Work task:
Reproduce each line below with no alterations.

Provided data:
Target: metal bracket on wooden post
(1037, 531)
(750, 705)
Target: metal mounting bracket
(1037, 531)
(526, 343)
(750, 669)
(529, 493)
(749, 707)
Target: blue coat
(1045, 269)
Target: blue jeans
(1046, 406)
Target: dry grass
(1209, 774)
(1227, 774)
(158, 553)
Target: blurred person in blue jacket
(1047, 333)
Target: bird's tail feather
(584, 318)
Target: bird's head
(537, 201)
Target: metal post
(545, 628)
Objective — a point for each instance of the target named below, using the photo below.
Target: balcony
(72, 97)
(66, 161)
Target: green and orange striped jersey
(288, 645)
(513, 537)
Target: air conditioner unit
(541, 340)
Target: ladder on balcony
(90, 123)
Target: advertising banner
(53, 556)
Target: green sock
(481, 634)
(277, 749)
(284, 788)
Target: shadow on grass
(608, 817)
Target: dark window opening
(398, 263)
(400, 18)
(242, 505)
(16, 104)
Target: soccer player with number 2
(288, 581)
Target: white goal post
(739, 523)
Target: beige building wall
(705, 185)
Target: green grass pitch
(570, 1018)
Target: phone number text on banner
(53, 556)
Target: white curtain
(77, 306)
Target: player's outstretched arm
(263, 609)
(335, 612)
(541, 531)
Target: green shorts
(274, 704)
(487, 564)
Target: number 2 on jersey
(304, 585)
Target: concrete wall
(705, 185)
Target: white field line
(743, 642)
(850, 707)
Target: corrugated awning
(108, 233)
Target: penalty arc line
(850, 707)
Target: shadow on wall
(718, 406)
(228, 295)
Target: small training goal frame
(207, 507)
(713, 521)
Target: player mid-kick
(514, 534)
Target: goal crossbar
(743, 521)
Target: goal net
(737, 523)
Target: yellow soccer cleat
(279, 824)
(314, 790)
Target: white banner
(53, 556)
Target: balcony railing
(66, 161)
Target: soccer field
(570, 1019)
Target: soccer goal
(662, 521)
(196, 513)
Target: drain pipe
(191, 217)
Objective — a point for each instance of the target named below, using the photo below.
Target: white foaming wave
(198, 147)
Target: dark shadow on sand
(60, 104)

Exercise output:
Target: metal bracket on wooden post
(1037, 531)
(750, 705)
Target: metal mounting bracket
(1037, 531)
(526, 343)
(750, 669)
(529, 493)
(749, 707)
Target: blue coat
(1045, 269)
Target: blue jeans
(1046, 406)
Target: dry grass
(1209, 774)
(1227, 774)
(158, 553)
Target: blurred person in blue jacket
(1047, 333)
Target: bird's tail feather
(584, 318)
Target: bird's head
(537, 201)
Target: metal post
(545, 628)
Objective — a point for each instance of the target named below, using the photo below.
Target: balcony
(72, 97)
(66, 161)
Target: green and orange striped jersey
(288, 645)
(513, 537)
Target: air conditioner unit
(541, 340)
Target: ladder on balcony
(90, 123)
Target: advertising banner
(53, 556)
Target: green sock
(481, 634)
(277, 749)
(284, 788)
Target: shadow on grass
(608, 817)
Target: dark window opening
(398, 263)
(400, 18)
(242, 505)
(16, 104)
Target: soccer player with number 2
(288, 581)
Target: white goal post
(739, 523)
Target: beige building wall
(705, 185)
Target: green grass pitch
(570, 1018)
Target: phone number text on banner
(53, 556)
Target: white curtain
(77, 306)
Target: player's outstretched arm
(263, 609)
(335, 612)
(541, 531)
Target: green shorts
(274, 704)
(487, 564)
Target: number 2 on jersey
(304, 585)
Target: concrete wall
(705, 185)
Target: white field line
(743, 642)
(850, 707)
Target: corrugated awning
(108, 233)
Target: penalty arc line
(850, 707)
Target: shadow on wall
(718, 406)
(228, 295)
Target: small training goal frame
(207, 507)
(713, 521)
Target: player mid-kick
(514, 534)
Target: goal crossbar
(743, 521)
Target: goal net
(737, 523)
Target: yellow soccer cleat
(279, 824)
(314, 790)
Target: white banner
(53, 556)
Target: balcony railing
(66, 161)
Target: soccer field
(570, 1019)
Target: soccer goal
(662, 521)
(196, 513)
Target: drain pipe
(191, 217)
Objective — a point for each instance of the target named below, using the photo below.
Target: white foaming wave
(198, 147)
Target: dark shadow on sand
(60, 104)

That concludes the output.